**Exercise requirements:**
#1 In the post on hiring smokers, what other group of people did the Cleveland Clinic's CEO say he would stop hiring if it were up to him?
#2 Copy word for word the section of the post on hiring smokers that runs from "People knows smoking" up to and including "keeps going up.".

--- Source text Enclosed Below ---

Is It Okay to Fire People Who Smoke?
Tony Newman wrote
Two years ago (2007), as part of their “wellness initiative,” the Cleveland Clinic stopped hiring smokers. When the Clinic’s CEO, Delos M. Cosgrove, was asked about the program for an article in last weekend’s New York Times Magazine, he said that if it were up to him, he would also stop hiring obese people as well.
Clearly, lifestyle decisions lead to huge medical and financial costs to both the hospital and the country. The logic, according to Mr. Cosgrove and others who justify not hiring smokers and people who are obese, is that punitive sanctions will coerce smokers and overweight folks to live healthier lives. Not hiring them or charging them more money for insurance, according to their logic, would effectively persuade people to change harmful health practices.
People knows smoking causes cancer but they still smoke. People knows eating fat rich food will cause obesity but they still eat. To know and not to do is not yet to know. Until a smoker or a fat person decide enough is enough and that something got to change, they will not be swayed by what others do or don’t do to them. It may be a noble act for a noble cause, however, I doubt Mr Delos M. Cosgrove has created any long lasting message to the smokers.
Perhaps a smoker will consider smoking less when the price for a puff keeps going up.

--- End of Enclosed Source text ---
--- Available data Enclosed Below ---

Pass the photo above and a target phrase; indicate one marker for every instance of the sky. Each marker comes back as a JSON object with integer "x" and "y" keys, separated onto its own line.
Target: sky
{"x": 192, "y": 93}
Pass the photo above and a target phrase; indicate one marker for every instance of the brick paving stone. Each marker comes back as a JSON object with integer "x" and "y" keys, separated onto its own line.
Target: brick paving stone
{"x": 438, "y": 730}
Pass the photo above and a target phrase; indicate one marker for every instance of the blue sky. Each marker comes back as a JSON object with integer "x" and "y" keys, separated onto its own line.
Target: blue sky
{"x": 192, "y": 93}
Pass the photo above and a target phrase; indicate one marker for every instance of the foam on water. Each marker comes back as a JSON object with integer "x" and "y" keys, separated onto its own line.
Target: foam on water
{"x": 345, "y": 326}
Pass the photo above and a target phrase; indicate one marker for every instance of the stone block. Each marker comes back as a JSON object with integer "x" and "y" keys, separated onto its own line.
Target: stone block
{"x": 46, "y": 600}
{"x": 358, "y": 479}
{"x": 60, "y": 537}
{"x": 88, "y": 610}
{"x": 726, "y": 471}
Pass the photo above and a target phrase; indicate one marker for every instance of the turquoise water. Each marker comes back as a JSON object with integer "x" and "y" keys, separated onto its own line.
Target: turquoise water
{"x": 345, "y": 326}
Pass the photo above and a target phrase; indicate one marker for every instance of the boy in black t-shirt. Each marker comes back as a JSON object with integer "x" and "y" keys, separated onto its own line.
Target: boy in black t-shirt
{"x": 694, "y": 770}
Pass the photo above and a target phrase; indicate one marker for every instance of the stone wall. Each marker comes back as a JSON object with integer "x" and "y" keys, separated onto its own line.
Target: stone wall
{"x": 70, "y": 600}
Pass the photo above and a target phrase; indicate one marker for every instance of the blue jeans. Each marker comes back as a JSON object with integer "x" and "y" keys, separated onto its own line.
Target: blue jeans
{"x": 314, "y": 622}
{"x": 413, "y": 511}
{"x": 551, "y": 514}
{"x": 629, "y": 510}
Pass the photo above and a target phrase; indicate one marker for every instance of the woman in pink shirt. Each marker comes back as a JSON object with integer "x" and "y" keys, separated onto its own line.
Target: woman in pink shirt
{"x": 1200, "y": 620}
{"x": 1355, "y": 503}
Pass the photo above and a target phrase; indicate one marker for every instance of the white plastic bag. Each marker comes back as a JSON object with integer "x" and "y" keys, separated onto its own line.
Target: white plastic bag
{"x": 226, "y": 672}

--- End of Enclosed Available data ---

**Results in order:**
#1 Obese people.

#2
People knows smoking causes cancer but they still smoke. People knows eating fat rich food will cause obesity but they still eat. To know and not to do is not yet to know. Until a smoker or a fat person decide enough is enough and that something got to change, they will not be swayed by what others do or don’t do to them. It may be a noble act for a noble cause, however, I doubt Mr Delos M. Cosgrove has created any long lasting message to the smokers.
Perhaps a smoker will consider smoking less when the price for a puff keeps going up.